**Job**
Locate each line in the items below that contains the string "building", and copy those lines in full.

#### Input rows

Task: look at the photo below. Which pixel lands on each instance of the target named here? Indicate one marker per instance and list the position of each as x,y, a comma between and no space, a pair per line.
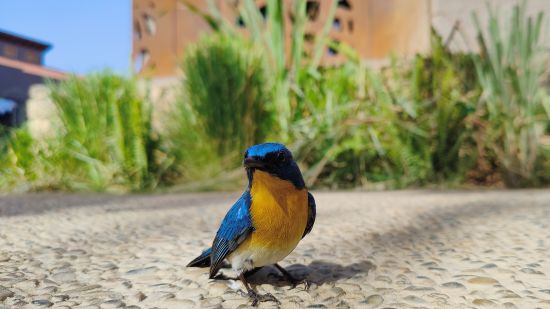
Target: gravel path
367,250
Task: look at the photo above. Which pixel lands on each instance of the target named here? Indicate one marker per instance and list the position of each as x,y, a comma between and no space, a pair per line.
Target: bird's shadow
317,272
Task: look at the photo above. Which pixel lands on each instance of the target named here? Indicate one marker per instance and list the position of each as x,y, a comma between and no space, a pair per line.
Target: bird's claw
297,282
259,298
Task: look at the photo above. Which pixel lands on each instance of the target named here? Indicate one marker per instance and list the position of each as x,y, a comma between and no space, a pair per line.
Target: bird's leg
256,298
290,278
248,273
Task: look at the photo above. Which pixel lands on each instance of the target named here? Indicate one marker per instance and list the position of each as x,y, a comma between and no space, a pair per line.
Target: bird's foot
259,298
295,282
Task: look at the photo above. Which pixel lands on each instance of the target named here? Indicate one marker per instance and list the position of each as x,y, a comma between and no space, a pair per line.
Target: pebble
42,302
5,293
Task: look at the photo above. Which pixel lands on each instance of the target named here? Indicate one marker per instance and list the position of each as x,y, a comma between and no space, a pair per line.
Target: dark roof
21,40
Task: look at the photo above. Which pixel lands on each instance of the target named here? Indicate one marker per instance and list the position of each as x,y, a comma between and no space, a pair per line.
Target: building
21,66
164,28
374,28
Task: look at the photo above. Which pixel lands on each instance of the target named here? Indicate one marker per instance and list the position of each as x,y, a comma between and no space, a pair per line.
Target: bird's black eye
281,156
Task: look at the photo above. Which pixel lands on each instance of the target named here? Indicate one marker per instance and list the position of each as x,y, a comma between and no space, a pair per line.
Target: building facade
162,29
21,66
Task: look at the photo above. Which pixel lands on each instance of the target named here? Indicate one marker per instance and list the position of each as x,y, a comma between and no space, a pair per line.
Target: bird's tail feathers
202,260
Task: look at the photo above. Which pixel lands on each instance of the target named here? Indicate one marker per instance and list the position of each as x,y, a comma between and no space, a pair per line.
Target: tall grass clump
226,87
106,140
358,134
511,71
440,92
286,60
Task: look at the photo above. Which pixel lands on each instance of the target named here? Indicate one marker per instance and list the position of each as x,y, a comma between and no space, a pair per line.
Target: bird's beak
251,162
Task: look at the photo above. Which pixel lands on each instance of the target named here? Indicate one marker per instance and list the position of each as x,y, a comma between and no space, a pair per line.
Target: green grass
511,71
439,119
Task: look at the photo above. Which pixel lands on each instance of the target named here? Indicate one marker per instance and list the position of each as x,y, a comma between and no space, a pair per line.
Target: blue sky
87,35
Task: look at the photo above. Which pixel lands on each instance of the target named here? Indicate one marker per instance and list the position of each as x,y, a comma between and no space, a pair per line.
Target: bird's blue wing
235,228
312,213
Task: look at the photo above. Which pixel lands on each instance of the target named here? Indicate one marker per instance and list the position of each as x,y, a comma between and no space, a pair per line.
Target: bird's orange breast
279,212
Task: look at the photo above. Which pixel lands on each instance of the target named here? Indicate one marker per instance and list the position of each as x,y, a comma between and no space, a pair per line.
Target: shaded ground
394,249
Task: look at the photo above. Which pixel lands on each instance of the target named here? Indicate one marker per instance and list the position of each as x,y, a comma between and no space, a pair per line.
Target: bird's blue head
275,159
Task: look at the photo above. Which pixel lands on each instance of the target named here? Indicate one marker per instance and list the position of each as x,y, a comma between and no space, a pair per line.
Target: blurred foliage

########

**Written solution**
Target: building
Target: building facade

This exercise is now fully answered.